> Directions:
Which lines in the data contain the string "silhouette"? Collect each of those lines and copy it out.

> Records to process:

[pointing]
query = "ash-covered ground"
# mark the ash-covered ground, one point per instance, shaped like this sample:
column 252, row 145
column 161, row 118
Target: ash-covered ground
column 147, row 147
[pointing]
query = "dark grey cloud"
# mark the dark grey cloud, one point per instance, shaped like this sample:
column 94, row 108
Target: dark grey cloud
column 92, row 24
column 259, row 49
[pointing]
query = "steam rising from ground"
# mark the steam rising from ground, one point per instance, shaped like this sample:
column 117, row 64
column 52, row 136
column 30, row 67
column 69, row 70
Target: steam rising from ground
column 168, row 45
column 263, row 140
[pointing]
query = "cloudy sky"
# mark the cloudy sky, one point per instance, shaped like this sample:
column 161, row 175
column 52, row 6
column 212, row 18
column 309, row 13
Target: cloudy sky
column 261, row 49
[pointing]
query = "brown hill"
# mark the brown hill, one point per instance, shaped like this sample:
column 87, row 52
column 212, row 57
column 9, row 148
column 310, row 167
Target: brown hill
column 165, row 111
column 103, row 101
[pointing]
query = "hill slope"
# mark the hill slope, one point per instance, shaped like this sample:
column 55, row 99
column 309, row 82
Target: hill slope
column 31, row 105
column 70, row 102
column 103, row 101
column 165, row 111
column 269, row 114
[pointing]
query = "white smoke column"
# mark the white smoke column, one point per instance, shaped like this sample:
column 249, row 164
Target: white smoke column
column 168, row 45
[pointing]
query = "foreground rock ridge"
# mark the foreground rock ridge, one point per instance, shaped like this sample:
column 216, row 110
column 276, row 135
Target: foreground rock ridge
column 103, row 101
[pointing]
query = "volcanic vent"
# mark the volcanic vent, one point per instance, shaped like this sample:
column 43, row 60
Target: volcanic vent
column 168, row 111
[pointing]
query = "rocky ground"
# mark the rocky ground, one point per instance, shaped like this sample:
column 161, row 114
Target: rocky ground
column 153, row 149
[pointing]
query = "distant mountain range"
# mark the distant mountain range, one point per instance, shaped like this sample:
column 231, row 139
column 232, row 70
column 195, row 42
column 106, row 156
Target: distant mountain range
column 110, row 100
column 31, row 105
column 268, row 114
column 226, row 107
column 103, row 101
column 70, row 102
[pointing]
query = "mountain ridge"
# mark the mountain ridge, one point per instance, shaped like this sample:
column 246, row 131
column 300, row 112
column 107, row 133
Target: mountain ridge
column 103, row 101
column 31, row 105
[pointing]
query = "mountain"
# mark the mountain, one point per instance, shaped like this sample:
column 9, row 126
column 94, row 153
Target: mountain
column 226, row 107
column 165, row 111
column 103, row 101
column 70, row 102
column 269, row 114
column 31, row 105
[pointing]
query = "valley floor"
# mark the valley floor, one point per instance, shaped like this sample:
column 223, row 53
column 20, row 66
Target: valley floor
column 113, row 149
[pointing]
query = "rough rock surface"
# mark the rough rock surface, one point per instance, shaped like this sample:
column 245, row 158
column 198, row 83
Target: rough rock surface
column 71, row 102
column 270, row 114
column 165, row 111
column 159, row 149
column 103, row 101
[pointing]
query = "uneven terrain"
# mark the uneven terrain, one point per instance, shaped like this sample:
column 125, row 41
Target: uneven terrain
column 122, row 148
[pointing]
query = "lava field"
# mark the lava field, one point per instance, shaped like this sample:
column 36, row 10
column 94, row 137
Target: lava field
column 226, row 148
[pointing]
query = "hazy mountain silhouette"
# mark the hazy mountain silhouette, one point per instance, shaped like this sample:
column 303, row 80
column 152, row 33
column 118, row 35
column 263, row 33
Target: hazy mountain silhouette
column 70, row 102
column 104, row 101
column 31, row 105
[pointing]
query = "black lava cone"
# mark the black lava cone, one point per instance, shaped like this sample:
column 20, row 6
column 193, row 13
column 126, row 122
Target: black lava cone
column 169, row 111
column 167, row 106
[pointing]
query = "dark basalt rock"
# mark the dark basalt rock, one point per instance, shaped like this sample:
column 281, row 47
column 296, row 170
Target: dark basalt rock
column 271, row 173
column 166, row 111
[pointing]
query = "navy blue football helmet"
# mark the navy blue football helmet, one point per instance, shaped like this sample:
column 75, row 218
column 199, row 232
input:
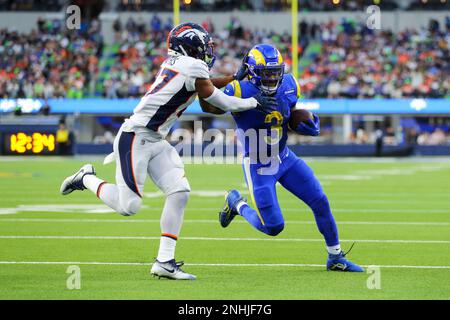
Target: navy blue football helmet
column 191, row 39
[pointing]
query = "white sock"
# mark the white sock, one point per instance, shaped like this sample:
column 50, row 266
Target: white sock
column 107, row 192
column 91, row 182
column 171, row 221
column 334, row 249
column 166, row 249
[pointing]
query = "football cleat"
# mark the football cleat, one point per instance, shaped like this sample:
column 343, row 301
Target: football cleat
column 170, row 270
column 338, row 262
column 75, row 181
column 229, row 211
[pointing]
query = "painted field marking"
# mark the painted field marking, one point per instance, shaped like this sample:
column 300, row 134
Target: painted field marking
column 103, row 209
column 300, row 265
column 222, row 239
column 57, row 220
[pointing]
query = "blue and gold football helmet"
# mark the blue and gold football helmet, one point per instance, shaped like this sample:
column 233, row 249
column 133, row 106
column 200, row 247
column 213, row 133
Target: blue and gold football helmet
column 265, row 67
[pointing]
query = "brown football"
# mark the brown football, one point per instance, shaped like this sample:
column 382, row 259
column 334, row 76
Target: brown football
column 299, row 115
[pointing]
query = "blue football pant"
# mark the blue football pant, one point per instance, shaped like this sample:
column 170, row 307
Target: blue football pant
column 298, row 178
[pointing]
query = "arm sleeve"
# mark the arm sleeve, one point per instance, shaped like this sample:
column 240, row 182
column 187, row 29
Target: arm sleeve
column 229, row 103
column 197, row 70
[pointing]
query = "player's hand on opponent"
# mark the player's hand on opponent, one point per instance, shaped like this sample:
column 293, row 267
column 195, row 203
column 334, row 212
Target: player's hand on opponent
column 243, row 69
column 266, row 103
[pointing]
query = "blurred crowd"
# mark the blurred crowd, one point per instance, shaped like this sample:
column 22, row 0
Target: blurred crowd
column 141, row 50
column 279, row 5
column 356, row 62
column 350, row 60
column 49, row 62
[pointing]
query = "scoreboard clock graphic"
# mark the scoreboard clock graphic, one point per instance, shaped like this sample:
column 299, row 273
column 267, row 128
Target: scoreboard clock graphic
column 23, row 140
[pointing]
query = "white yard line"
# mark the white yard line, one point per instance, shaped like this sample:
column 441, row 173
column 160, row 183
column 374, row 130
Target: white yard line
column 103, row 209
column 210, row 221
column 276, row 265
column 222, row 239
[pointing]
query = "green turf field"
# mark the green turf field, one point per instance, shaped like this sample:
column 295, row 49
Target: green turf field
column 397, row 212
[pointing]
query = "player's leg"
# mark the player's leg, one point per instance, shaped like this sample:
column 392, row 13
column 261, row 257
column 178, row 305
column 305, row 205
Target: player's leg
column 167, row 171
column 266, row 214
column 300, row 180
column 131, row 172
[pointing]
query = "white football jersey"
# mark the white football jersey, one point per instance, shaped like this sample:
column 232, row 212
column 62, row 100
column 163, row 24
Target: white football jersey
column 169, row 96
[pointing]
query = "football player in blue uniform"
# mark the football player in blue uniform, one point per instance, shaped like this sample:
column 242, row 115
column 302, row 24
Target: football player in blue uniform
column 264, row 69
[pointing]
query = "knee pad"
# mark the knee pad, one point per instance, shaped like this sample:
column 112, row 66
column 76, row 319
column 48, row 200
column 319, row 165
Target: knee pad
column 174, row 181
column 273, row 230
column 320, row 204
column 130, row 206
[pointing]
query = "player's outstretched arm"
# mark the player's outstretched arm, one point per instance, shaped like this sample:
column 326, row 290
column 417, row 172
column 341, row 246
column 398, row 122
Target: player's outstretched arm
column 209, row 108
column 207, row 91
column 222, row 81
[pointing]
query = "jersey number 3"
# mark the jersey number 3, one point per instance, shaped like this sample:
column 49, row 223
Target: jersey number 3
column 164, row 77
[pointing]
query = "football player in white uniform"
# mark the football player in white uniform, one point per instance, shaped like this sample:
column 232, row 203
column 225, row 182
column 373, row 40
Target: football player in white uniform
column 140, row 148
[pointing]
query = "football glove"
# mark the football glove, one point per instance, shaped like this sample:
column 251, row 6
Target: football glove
column 310, row 127
column 266, row 103
column 243, row 69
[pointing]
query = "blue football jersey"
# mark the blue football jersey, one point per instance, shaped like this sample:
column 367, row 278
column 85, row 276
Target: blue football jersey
column 273, row 126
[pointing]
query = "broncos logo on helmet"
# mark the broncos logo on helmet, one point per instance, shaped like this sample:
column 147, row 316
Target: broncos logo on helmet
column 191, row 39
column 265, row 67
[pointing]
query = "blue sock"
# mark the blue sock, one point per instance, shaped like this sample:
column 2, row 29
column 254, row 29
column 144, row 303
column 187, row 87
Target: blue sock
column 251, row 216
column 325, row 221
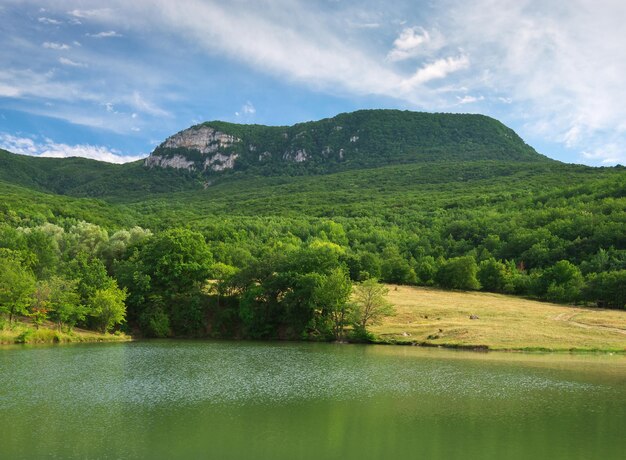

> Answer in full:
query = "hazy mountain silhouette"
# mark the hazy mountain silhouette, one point per instance, shaped like this sample:
Target: hazy mountain silhouette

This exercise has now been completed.